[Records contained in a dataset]
=-=-=-=-=

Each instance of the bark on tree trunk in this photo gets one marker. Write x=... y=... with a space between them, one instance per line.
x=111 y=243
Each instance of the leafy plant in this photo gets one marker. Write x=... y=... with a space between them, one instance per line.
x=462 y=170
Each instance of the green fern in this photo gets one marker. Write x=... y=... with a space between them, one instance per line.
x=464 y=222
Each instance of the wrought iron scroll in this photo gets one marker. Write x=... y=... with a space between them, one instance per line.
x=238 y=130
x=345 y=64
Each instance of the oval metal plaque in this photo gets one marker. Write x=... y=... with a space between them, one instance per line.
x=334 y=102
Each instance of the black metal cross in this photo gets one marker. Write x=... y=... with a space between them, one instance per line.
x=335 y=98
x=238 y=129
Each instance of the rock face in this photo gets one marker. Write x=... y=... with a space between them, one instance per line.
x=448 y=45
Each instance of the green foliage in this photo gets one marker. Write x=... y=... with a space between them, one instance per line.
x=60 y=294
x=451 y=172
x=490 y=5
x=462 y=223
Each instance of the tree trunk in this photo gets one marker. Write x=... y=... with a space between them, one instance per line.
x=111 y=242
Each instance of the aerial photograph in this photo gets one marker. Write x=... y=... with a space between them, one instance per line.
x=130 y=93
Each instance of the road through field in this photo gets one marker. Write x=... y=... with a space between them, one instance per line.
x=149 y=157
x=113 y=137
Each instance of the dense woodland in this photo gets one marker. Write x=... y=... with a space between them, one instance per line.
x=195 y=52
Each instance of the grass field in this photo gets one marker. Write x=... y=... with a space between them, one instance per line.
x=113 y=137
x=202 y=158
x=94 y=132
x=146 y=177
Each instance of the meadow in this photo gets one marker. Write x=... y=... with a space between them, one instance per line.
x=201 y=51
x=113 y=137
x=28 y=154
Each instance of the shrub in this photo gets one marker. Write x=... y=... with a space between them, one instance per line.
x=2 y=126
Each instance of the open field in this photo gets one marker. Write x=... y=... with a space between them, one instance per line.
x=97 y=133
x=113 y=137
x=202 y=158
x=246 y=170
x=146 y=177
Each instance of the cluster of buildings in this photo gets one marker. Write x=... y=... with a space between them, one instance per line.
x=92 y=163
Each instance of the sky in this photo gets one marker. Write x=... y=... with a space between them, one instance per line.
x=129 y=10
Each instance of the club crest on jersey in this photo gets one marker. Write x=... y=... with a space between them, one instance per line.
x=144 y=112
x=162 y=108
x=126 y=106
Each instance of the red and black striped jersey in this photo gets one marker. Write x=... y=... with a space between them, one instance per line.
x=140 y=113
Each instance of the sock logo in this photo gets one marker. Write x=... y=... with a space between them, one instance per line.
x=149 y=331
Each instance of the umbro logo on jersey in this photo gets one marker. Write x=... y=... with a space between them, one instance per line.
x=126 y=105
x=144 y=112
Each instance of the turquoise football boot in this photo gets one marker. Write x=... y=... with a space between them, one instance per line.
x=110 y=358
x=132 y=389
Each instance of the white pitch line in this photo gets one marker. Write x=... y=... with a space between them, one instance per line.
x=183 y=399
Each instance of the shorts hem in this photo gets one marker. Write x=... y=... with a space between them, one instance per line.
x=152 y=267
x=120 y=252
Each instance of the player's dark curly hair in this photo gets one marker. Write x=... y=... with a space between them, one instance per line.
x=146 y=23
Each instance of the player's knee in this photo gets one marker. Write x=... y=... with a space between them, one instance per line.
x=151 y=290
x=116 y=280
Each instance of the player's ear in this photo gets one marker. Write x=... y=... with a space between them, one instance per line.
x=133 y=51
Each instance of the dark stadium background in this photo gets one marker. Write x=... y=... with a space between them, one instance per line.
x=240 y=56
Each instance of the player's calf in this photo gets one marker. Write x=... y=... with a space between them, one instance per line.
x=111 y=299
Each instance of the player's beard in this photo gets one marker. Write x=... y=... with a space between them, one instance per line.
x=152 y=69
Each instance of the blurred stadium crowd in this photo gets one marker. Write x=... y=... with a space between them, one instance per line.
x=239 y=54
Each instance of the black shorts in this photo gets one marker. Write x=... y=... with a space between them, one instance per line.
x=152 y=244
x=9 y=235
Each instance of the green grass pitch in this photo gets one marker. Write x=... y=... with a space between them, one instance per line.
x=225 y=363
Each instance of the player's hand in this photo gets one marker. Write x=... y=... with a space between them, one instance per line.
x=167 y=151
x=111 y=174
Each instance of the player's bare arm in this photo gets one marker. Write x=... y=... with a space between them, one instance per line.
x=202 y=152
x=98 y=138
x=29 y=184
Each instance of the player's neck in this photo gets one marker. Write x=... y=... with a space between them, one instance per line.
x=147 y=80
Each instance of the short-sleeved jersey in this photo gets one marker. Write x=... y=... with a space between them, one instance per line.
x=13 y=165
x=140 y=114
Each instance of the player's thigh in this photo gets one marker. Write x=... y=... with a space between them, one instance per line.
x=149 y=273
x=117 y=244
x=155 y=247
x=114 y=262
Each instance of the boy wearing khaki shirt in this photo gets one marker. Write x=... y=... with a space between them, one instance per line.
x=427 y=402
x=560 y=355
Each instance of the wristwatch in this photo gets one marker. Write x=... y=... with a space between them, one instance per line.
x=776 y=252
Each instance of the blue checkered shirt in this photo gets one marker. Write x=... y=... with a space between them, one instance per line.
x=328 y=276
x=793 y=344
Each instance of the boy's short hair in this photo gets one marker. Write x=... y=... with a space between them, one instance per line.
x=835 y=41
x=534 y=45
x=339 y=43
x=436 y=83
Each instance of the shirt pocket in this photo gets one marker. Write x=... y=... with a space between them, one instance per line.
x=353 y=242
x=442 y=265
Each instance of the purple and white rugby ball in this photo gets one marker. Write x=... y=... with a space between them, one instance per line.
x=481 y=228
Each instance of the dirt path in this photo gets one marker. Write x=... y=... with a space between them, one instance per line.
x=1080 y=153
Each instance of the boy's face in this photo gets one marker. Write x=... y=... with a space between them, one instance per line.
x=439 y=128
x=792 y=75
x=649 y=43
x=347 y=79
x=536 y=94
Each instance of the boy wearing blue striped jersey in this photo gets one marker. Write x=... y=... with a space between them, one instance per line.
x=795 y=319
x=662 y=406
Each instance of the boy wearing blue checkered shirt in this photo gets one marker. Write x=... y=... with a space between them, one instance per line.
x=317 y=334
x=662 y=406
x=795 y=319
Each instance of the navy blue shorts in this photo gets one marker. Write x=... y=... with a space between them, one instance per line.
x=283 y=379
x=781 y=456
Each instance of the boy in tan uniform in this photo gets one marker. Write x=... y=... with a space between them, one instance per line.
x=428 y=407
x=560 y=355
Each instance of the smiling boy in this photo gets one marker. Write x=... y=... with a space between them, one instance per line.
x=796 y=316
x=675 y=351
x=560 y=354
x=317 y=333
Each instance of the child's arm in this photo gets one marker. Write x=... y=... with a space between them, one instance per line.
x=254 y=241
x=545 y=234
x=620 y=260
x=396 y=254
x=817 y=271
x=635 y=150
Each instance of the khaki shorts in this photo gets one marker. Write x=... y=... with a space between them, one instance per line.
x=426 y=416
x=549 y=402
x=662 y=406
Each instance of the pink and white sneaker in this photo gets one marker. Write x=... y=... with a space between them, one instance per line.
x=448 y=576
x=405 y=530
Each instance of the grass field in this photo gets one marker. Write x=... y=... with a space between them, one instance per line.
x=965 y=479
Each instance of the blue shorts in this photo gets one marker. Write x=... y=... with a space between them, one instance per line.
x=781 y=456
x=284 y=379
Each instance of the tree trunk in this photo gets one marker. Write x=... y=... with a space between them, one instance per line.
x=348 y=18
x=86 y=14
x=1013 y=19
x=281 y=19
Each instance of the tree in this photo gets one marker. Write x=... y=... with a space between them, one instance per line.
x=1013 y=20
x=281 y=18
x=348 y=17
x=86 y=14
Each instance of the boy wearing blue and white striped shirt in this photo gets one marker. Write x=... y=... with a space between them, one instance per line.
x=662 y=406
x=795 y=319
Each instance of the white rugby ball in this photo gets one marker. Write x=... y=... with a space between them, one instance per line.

=-=-=-=-=

Your output should be the lines from the one with "Each instance of the tree in" through the last line of the entries above, copied exactly and nothing more.

Exercise result —
Each instance of the tree in this photo gets one marker. Write x=... y=... with a space between them, one instance per line.
x=1013 y=20
x=281 y=18
x=348 y=17
x=86 y=14
Each instance of the boy wearing blue and white striped shirt in this photo gets one marker. Write x=... y=... with a space between them, one instance per line.
x=662 y=406
x=795 y=319
Each instance of the white rugby ball in this photo gets one marker. Write x=... y=... with a space between them, one instance per line.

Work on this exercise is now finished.